### [BRIEF A]
Please return every line of the listing below that contains the string "mask", matching case exactly.

### [SELECTION]
◇ ◇ ◇ ◇ ◇ ◇ ◇

One partner says to his beloved, “I can never live without you in this world and I will pluck all the stars in heaven to make a agarland for you!” A dream???

I am glad and happy to celebrate my 25th Silver Wedding Anniversary next month.

Comments

7 Responses to “Love and Marriage”

  1. Cidy on February 22nd, 2008 12:50 am

    Love makes the world go round…Hey Klaus! congratulations because you will be celebrating your 25th silver wedding anniversary. God bless you always! :wink:

  2. athena on February 22nd, 2008 12:59 am

    congrats !

  3. Klaus on February 22nd, 2008 8:44 am

    Hi Cidy and Athena, thanks for stopping by and thanks for the nice greetings.

  4. Karen on February 22nd, 2008 1:21 pm

    Hi Klaus,
    Congratulations on your Twenty Fifth Wedding Anniversary. A remarkable achievement. Your great posts cover history, philosophy, human nature et al; but, today’s post convinces me you should write more on that special relationship between two people who think they should be together forever and those who took a chance and years later, wonder what were they thinking. I personally have been happily divorced for almost thirty years. I know I am in the minority. But, love and marriage do go together. As most people here at LIP have found their ways here because of love and marriage, your insights would be invaluable. Especially difficult
    are relationships where differing countries, cultures, languages, traditions and reigions have overwhelming influences. You have the knowledge born of experience–wisdom, Klaus, you have it. Please share it with us. Thank you.

◇ ◇ ◇ ◇ ◇ ◇ ◇

### [BRIEF B]
Give the comments above again from "1. Cidy on February" to "the nice greetings.", swapping "Cidy" for "Cindy" wherever it occurs.

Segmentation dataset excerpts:

◇ ◇ ◇ ◇ ◇ ◇ ◇

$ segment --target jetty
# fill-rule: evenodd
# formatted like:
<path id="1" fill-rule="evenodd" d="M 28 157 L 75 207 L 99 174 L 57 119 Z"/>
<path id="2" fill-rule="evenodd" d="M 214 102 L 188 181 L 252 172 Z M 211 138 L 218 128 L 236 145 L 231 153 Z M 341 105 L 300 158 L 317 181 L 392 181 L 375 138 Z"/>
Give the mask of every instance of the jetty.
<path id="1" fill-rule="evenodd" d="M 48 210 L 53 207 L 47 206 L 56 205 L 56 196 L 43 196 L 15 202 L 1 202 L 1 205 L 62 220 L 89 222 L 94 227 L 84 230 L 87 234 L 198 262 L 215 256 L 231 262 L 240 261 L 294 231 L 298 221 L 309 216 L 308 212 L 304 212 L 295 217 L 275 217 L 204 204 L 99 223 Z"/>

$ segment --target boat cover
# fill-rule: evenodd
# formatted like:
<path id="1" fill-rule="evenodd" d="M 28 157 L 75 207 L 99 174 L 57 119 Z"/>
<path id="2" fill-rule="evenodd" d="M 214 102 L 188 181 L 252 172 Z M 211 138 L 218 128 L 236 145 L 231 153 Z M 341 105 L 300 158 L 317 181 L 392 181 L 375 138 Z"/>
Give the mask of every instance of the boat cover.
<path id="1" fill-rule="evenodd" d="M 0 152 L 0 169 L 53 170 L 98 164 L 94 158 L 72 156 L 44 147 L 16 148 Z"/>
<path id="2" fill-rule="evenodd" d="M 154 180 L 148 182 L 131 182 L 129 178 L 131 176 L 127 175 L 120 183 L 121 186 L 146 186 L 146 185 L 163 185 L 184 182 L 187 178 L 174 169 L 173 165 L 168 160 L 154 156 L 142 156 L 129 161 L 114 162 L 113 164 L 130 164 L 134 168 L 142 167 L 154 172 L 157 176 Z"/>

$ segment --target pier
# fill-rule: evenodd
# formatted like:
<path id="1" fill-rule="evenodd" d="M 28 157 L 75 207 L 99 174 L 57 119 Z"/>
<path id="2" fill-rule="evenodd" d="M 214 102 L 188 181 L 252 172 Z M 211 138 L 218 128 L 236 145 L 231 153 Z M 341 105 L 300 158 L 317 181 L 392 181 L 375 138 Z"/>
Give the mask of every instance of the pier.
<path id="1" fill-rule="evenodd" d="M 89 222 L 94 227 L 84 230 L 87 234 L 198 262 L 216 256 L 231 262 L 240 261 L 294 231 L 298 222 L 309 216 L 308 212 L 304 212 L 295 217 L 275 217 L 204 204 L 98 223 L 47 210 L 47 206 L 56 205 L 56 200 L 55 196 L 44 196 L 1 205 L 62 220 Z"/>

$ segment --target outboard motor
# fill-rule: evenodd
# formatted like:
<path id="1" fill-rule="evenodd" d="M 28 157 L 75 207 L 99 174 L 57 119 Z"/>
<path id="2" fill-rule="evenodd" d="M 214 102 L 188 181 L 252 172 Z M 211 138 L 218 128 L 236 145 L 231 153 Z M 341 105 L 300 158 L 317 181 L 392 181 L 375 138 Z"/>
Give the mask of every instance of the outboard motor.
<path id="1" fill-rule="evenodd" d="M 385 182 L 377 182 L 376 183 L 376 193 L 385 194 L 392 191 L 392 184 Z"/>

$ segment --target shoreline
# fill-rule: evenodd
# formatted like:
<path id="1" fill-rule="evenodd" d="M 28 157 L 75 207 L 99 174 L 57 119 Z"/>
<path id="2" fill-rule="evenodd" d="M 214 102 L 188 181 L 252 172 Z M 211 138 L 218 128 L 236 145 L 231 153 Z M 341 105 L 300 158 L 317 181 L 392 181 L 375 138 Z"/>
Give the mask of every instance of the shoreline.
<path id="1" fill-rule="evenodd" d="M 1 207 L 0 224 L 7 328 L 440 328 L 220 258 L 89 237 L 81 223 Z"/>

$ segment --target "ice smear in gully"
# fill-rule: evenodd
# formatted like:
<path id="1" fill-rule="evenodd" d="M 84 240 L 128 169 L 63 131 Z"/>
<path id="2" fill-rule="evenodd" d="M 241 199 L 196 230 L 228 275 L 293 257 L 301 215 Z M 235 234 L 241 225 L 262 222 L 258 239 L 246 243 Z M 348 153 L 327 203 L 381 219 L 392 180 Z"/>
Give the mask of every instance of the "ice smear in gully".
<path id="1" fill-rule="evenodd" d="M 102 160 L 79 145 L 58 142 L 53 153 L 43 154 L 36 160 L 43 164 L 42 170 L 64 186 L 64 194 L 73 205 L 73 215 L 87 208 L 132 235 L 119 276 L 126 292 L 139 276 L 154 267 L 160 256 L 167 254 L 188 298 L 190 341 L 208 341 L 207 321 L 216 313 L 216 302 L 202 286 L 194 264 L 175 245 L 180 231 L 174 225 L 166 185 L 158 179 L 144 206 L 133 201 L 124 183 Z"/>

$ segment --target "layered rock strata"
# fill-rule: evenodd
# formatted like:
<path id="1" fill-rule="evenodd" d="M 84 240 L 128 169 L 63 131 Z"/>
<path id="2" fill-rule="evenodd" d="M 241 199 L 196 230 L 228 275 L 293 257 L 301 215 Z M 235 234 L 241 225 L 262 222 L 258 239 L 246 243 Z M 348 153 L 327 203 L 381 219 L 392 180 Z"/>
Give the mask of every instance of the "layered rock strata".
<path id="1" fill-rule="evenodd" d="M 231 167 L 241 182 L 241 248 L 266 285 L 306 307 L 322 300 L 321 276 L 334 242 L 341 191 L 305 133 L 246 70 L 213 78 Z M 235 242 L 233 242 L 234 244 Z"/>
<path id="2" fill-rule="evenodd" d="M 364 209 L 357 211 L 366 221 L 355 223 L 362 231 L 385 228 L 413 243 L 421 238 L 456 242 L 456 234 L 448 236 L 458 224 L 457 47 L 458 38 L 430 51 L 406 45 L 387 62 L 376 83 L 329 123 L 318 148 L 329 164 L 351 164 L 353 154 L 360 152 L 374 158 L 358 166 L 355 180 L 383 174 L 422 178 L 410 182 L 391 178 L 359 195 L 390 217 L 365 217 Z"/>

◇ ◇ ◇ ◇ ◇ ◇ ◇

### [EXERCISE OUTPUT A]
Give the mask of every instance of the jetty.
Give the mask of every instance of the boat cover.
Give the mask of every instance of the pier.
Give the mask of every instance of the outboard motor.
Give the mask of every instance of the shoreline.
Give the mask of every instance of the "ice smear in gully".
Give the mask of every instance of the "layered rock strata".

### [EXERCISE OUTPUT B]
1. Cindy on February 22nd, 2008 12:50 am

    Love makes the world go round…Hey Klaus! congratulations because you will be celebrating your 25th silver wedding anniversary. God bless you always! :wink:

  2. athena on February 22nd, 2008 12:59 am

    congrats !

  3. Klaus on February 22nd, 2008 8:44 am

    Hi Cindy and Athena, thanks for stopping by and thanks for the nice greetings.